Selection:
#####

Verifier-Calibrated On-Policy Distillation: A Practical Algorithm for Teaching Models Without Making Them Forget

Most post-training methods can be reduced to one practical question: what distribution are we moving the model toward? This republished AIML Labs note argues that verifier-calibrated on-policy distillation is a useful hybrid when you want new capability without broad forgetting.

A language model is a probability distribution over sequences. Supervised fine-tuning, reinforcement learning, and on-policy distillation all reshape that distribution in different ways.

The core proposal is simple: let the student generate the trajectory, let a verifier score whether the trajectory succeeded, and use teacher logits only as dense guidance inside that verified frame.

That gives you the locality of on-policy learning, the density of distillation, and a cleaner answer to the credit-assignment problem than a single end-of-trajectory reward can provide.

The distribution question

Every post-training method is a choice about where probability mass should move.

SFT

Pulls the model toward a fixed external dataset. Strong for task format and cold-start behavior, but broad token pressure can damage older capabilities.

RL

Updates from the model's own samples, which keeps learning local to the policy it already visits, but the reward signal is usually sparse.

On-policy distillation

Keeps on-policy locality while adding dense teacher supervision on the prefixes the student actually produced.

Core algorithm

Verifier-Calibrated On-Policy Distillation

Sample from the student, score with a verifier, use teacher logits as dense hints, clip dangerous updates, and replay older skills on-policy so the model learns from the states it actually visits.

1. Use a small amount of SFT only for task shape

If the base model cannot follow the task interface, teach the format first with a short, low-learning-rate SFT pass. Do not use this phase to force deep capability transfer.

2. Generate rollouts from the current student

For each prompt, sample multiple completions from the current student policy. The point is to train on the states the student really visits, including imperfect prefixes.

#####

Excerpted data:
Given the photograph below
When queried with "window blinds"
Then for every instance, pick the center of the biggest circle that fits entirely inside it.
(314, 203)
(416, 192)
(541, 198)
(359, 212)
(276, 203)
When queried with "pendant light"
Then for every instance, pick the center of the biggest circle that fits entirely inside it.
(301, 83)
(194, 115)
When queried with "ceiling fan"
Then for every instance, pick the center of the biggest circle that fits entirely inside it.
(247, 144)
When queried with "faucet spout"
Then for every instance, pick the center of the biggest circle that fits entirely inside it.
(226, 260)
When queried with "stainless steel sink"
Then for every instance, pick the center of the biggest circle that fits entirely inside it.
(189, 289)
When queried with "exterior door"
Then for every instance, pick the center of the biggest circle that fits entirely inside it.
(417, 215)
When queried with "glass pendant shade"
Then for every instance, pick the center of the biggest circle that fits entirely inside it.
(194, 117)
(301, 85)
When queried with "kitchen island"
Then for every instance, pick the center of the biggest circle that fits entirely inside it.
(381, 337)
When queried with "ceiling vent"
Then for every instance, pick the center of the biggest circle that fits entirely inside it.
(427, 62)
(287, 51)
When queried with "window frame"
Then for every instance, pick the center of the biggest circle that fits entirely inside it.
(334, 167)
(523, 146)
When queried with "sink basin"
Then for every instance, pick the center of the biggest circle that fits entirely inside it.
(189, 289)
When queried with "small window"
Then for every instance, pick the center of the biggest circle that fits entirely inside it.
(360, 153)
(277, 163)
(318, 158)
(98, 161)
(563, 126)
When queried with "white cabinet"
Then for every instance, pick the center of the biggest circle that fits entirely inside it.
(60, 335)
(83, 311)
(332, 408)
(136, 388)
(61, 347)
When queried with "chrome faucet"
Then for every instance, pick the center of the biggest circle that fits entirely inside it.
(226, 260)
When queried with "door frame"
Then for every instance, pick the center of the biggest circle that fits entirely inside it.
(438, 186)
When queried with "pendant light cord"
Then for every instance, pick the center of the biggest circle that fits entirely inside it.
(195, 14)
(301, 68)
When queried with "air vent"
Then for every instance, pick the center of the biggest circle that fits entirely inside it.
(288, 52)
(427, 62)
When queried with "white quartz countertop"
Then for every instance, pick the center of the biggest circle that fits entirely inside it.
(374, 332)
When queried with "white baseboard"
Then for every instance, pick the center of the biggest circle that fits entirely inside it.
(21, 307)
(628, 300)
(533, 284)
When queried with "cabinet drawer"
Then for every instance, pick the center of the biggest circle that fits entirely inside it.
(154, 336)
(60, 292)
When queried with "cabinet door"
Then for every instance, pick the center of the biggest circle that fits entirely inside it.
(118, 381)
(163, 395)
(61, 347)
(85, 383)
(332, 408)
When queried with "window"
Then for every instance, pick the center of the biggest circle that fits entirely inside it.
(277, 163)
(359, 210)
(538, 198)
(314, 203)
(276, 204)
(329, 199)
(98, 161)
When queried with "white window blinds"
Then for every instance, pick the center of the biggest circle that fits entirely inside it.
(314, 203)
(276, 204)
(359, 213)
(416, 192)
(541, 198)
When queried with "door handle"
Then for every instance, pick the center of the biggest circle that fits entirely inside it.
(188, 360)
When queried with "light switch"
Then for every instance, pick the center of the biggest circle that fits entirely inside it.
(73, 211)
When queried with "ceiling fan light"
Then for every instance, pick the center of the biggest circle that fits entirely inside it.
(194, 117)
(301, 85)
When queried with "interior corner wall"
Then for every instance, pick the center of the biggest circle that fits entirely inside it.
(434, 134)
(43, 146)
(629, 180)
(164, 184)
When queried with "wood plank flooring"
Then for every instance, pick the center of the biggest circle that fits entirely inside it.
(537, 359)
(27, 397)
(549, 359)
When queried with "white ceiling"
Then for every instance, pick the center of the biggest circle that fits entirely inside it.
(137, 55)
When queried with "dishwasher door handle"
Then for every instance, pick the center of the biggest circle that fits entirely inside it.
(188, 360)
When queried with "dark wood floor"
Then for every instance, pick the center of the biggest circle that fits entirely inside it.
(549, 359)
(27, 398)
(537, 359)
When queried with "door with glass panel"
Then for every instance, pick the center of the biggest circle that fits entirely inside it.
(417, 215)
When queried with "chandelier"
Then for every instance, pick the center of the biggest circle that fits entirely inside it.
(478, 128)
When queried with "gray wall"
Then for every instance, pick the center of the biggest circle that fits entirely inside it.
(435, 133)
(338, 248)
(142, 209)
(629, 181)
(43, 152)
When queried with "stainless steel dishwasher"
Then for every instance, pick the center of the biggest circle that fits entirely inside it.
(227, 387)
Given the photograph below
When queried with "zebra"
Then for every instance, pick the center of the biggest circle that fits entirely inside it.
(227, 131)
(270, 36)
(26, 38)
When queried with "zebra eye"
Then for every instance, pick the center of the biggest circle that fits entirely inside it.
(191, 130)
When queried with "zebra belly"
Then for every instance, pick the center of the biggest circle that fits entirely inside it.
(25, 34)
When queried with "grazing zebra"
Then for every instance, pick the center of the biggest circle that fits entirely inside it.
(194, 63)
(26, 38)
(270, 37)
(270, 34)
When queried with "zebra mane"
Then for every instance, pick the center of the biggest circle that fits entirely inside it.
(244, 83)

#####

Problems:
• 1. Gather every line of the records that contains the word "cabinet", treating uppercase and lowercase as distinct.
• 2. Extend the note on verifier-calibrated on-policy distillation with the passage that follows its last sentence.
The records bear no relation to the text.

Responses by task:
• 1.
When queried with "white cabinet"
When queried with "cabinet drawer"
When queried with "cabinet door"

• 2.
3. Score each rollout with a verifier

Use a reward that checks true task success. For code repair, the verifier should reward passing tests while penalizing unnecessary rewrites, extra complexity, and unrelated edits.

4. Query the teacher on the student's trajectory

Run the teacher on each student prefix and collect token logits as dense hints. The teacher can be a stronger model, a specialist model, or the same model with privileged context.

5. Calibrate token updates with outcome success

Do not blindly imitate the teacher's style preferences. Use verifier success to decide where dense teacher guidance is allowed to shape the student update.

6. Clip aggressive token pressure

Bound the influence of teacher logits and use trust-region style clipping so one high-KL stylistic token does not yank the student policy far off course.

7. Replay older skills on-policy

Mix in prior tasks and sample them from the current student as well. This keeps retention grounded in the same distributional logic instead of replaying only static historical demonstrations.

Why this matters

SFT often forgets because every demonstrated token becomes a target, whether it was task-critical or incidental. A style token, a formatting habit, and a genuinely decisive reasoning step can all receive the same direct gradient pressure.

RL forgets less because the model trains on its own samples, but outcome rewards are sparse. The model learns which completions won, not always which internal token decisions were the ones that mattered.

Plain distillation is dense but can over-teach style. A strong teacher might have large token-level preferences around phrases, formatting, or reasoning cadence that are not actually responsible for task success. That is why verifier calibration is the key move.

Guardrails

Dense teacher guidance only helps when the surrounding loop is honest.

Teacher logits are not the same thing as task importance. High KL can be style, not substance.

The verifier must reward the thing you actually want. A weak verifier will miscalibrate the whole loop.

Training only on teacher trajectories leaves the student unprepared for its own mistakes.

Replay should preserve older behavior from the student distribution, not just from archived static datasets.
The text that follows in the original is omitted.